GOAL OF THE EXERCISE: Print every line below without adding or leaving out a single word.

Referring expression data:
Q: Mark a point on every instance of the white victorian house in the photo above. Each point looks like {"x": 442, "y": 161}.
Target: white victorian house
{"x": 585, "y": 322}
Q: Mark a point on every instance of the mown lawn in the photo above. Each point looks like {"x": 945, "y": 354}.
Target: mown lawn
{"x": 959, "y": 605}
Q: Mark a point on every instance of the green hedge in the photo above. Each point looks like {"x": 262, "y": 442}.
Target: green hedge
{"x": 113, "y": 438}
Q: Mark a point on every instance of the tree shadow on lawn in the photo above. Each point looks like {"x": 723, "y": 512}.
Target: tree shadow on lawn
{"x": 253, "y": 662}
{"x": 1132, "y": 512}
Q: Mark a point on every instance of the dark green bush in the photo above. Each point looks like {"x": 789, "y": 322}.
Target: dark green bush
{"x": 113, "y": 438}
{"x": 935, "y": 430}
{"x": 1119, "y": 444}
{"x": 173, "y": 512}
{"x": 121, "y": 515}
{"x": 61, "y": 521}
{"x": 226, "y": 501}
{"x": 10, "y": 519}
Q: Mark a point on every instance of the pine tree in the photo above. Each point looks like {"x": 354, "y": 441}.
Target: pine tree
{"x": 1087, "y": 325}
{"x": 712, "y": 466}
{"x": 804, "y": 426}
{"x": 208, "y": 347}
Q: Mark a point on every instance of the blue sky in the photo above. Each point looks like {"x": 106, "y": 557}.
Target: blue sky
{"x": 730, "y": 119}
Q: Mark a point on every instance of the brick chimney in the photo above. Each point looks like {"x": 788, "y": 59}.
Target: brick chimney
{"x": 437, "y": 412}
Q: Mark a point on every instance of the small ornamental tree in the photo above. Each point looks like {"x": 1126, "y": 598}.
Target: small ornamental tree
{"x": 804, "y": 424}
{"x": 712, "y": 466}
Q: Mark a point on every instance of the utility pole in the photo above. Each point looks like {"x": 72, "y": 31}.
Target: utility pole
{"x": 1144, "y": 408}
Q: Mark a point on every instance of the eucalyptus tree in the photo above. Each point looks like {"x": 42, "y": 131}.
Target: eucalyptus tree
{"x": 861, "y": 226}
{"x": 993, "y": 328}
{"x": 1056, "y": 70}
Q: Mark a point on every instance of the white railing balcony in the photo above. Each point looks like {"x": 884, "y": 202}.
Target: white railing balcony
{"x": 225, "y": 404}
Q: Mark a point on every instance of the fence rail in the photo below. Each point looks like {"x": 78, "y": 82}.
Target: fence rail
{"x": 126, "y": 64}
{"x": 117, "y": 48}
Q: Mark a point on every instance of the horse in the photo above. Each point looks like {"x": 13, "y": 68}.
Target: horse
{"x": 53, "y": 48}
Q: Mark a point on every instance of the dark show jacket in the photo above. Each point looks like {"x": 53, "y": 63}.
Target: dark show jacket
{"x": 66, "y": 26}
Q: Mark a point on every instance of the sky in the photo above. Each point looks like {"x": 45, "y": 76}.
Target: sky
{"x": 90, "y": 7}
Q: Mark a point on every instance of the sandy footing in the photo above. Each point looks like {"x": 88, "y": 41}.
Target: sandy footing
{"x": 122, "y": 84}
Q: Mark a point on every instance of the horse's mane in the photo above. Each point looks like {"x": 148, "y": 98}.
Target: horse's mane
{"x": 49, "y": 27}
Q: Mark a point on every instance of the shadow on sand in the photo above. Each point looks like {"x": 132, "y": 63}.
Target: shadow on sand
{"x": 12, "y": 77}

OUTPUT FOR THIS TASK:
Q: Mark a point on every instance of the white victorian house in the photo above. Each point looks like {"x": 442, "y": 161}.
Target: white victorian house
{"x": 585, "y": 322}
Q: Mark a point on every instance of the mown lawn in the photo above. Each point looks like {"x": 945, "y": 354}.
Target: mown lawn
{"x": 959, "y": 605}
Q: Mark a point on every instance of the green hedge in the photo above. Each point looks like {"x": 262, "y": 442}.
Target: green hedge
{"x": 113, "y": 438}
Q: Mark a point on every instance of the tree shadow on lawn in the photo above. Each point looks like {"x": 723, "y": 512}.
Target: tree shadow on lawn
{"x": 253, "y": 662}
{"x": 1132, "y": 512}
Q: Mark a point on every instance of the dark green bush in the photo above. Each point looks like {"x": 789, "y": 322}.
Target: dark green bush
{"x": 113, "y": 438}
{"x": 935, "y": 430}
{"x": 1119, "y": 444}
{"x": 173, "y": 512}
{"x": 121, "y": 515}
{"x": 61, "y": 521}
{"x": 226, "y": 501}
{"x": 10, "y": 519}
Q: Mark a point on every instance of the pine tree in the photo above. Each point looks like {"x": 354, "y": 441}.
Target: pine tree
{"x": 1087, "y": 325}
{"x": 712, "y": 466}
{"x": 804, "y": 426}
{"x": 208, "y": 347}
Q: Mark a point on every instance of the blue sky in the photo above. Each point looks like {"x": 106, "y": 557}.
Target: blue sky
{"x": 730, "y": 119}
Q: Mark a point on every instance of the brick chimney in the photo above. Each point looks like {"x": 788, "y": 59}.
Target: brick chimney
{"x": 437, "y": 412}
Q: Mark a point on every instance of the small ornamental tree in the photo above. Each point looks like {"x": 1126, "y": 598}.
Target: small ornamental tree
{"x": 804, "y": 424}
{"x": 712, "y": 466}
Q: Mark a point on every instance of the utility pole in the photo above. Each point looks like {"x": 72, "y": 31}.
Target: utility pole
{"x": 1144, "y": 408}
Q: Mark a point on every instance of the eucalyptus tree in the photo above. Each point looks like {"x": 42, "y": 131}.
Target: eucalyptus tree
{"x": 861, "y": 226}
{"x": 993, "y": 328}
{"x": 1056, "y": 70}
Q: Mark a point on every instance of the white railing balcony in the photo above. Each point looks like {"x": 884, "y": 202}.
Target: white railing balcony
{"x": 225, "y": 404}
Q: Mark a point on every instance of the fence rail in the photo below. Each point looks like {"x": 78, "y": 82}.
Target: fence rail
{"x": 126, "y": 64}
{"x": 117, "y": 48}
Q: Mark a point on every instance of the horse in the photo above. Each point looks like {"x": 13, "y": 68}.
Target: horse
{"x": 53, "y": 48}
Q: Mark a point on every instance of the dark show jacket in the photo above. Each point looks like {"x": 53, "y": 63}.
Target: dark show jacket
{"x": 66, "y": 26}
Q: Mark a point on every instance of the sky in the photo above. Each point looks like {"x": 45, "y": 76}.
Target: sky
{"x": 90, "y": 7}
Q: Mark a point on every instance of the sandy footing in the photo above. Each point looks like {"x": 88, "y": 41}.
Target: sandy footing
{"x": 122, "y": 84}
Q: Mark a point on every instance of the horse's mane in the photo above. Each point looks like {"x": 148, "y": 98}.
Target: horse's mane
{"x": 49, "y": 27}
Q: Mark a point on every instance of the shadow on sand in the photo above. Each point looks like {"x": 132, "y": 63}.
Target: shadow on sand
{"x": 12, "y": 77}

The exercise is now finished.